- _TASK REQUIREMENTS_: Set the images aside and retype the whole listing exactly.

BEGIN SUPPLIED MATERIAL

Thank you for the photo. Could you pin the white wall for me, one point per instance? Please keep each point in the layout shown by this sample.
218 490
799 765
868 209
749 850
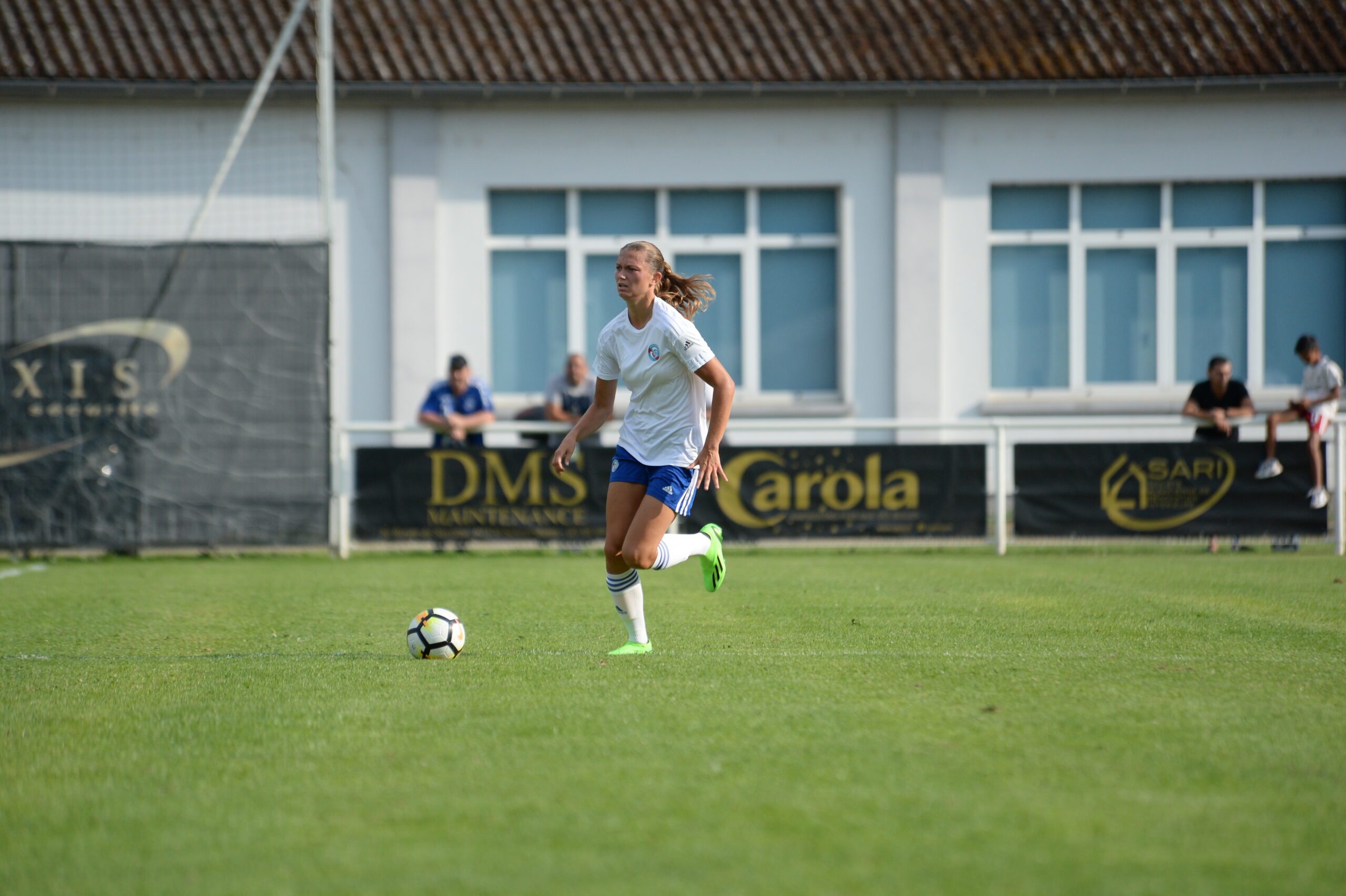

END SUPPLIED MATERIAL

- _RESULT OF THE TASK_:
Thank you for the photo. Could you pin the white wall for me, one point per instance? Please keep each point in the layout shown by this sample.
218 490
799 765
868 209
749 850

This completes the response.